[Records excerpted from a collection]
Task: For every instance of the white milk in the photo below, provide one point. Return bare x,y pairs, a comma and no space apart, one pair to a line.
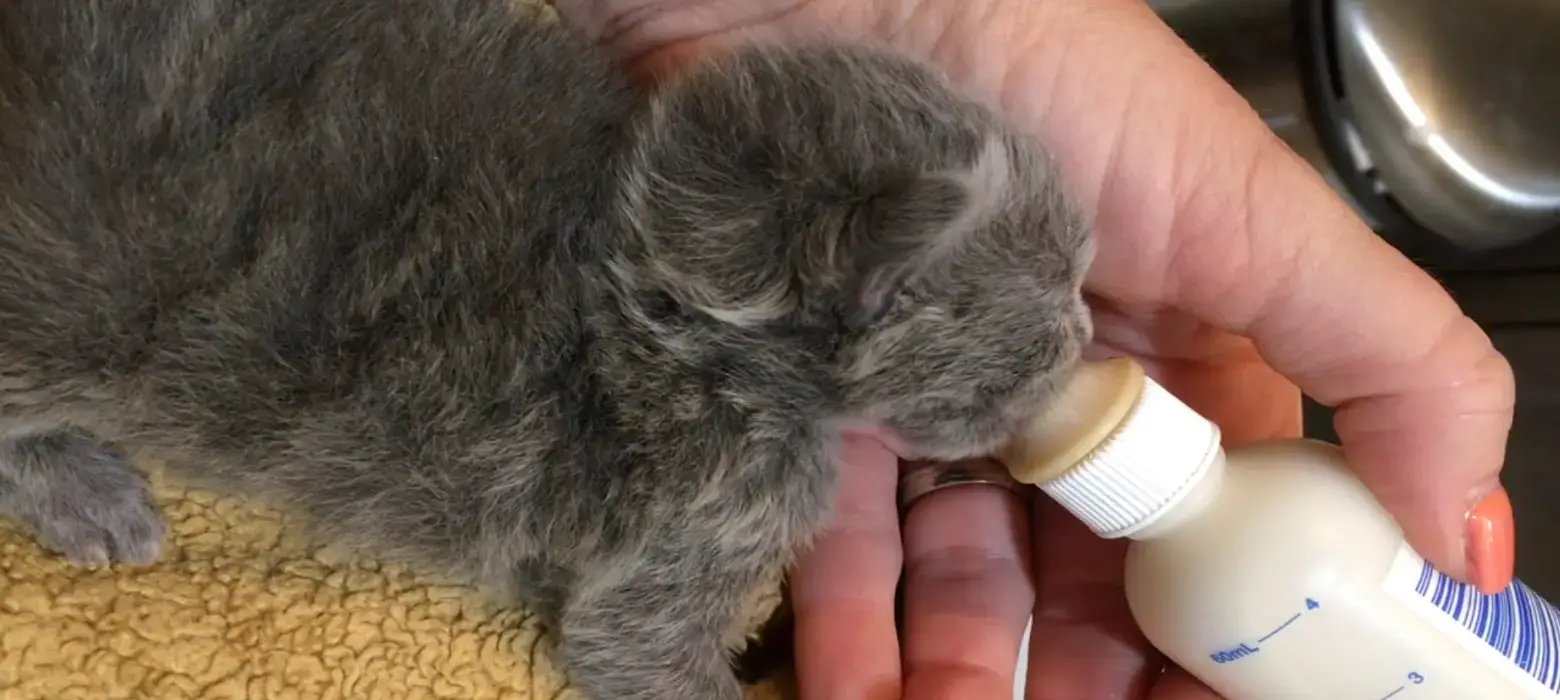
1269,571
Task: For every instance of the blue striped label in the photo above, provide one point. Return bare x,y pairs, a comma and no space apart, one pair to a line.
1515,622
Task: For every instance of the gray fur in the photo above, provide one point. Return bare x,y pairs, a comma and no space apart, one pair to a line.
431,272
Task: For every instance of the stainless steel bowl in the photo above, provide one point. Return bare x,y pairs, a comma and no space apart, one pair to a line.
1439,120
--
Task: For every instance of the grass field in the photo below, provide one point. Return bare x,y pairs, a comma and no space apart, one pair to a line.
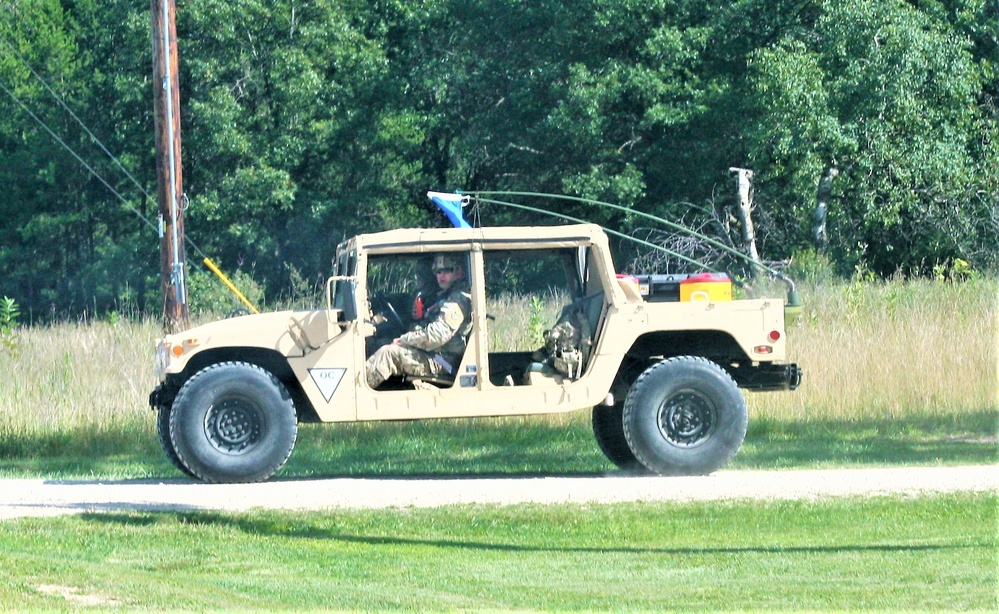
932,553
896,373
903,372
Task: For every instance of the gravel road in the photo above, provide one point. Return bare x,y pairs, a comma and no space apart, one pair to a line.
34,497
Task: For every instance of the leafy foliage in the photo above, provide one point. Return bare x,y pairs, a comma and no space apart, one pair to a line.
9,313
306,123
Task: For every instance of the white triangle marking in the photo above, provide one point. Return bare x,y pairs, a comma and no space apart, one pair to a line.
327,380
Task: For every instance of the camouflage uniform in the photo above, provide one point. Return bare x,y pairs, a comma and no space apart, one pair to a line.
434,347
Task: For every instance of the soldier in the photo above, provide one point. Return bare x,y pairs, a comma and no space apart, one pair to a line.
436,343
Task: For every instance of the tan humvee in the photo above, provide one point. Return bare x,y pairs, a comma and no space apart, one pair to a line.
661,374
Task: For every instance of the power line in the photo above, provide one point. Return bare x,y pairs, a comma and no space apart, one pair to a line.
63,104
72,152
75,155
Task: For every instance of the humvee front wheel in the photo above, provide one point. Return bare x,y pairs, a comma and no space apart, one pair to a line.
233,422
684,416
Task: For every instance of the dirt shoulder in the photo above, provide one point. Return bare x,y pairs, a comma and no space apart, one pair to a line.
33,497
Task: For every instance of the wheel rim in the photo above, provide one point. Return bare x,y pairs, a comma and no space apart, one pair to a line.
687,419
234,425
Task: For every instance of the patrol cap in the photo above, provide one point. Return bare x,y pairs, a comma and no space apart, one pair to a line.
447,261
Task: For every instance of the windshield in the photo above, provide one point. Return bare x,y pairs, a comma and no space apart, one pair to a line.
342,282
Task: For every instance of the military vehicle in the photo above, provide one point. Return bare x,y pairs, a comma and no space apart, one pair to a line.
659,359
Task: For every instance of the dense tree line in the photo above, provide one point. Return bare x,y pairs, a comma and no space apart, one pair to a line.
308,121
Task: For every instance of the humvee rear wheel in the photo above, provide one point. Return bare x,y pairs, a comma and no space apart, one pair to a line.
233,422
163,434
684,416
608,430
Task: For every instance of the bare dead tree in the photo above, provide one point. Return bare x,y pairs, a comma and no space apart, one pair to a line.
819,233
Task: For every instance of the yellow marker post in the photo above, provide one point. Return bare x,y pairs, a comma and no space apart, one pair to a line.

Your task: Gather each line of the listing above that contains the word "humvee", and copy those lines out in full.

Task solution:
Task: For every instance of the tan humvee in the photo above, provide one point. Return bare x,y pairs, a comma and no space apart, one pair to a line.
Task: For every instance of the humvee front wheel in the photo above, provide one point. Return bare x,y pairs, a comma and no space apart, one pair to a line.
Task: For every instance of the humvee rear wheel in the photo above, provide one point. Return bare x,y pairs, a comma and no space apart, one pair to a line.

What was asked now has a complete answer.